# DESCRIPTION OF THE TASK
Turn the rows below into a JSON list of strings, one string per line with blank lines left out. Start at the line that contains "Place one point per instance of the dead" and include every line through the last row, and nothing before it.

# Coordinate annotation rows
++++++
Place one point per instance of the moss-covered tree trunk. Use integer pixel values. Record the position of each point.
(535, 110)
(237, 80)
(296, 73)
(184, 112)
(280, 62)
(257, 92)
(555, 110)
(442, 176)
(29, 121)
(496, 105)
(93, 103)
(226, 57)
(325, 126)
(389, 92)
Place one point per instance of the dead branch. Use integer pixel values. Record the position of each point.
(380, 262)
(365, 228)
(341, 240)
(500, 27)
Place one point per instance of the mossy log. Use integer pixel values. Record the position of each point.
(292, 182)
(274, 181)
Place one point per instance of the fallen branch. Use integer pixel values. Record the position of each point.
++++++
# WRITTEN ANSWER
[
  "Place one point per instance of the dead branch. Use integer pixel values. Record the position of each point.",
  "(380, 262)",
  "(365, 228)",
  "(341, 240)",
  "(500, 27)",
  "Place one point per instance of the mossy log. Use integer pixel values. Record the position of each point.",
  "(292, 182)",
  "(274, 181)",
  "Place one point per instance of the fallen branch. Use integer pixel values. Record the position of each point."
]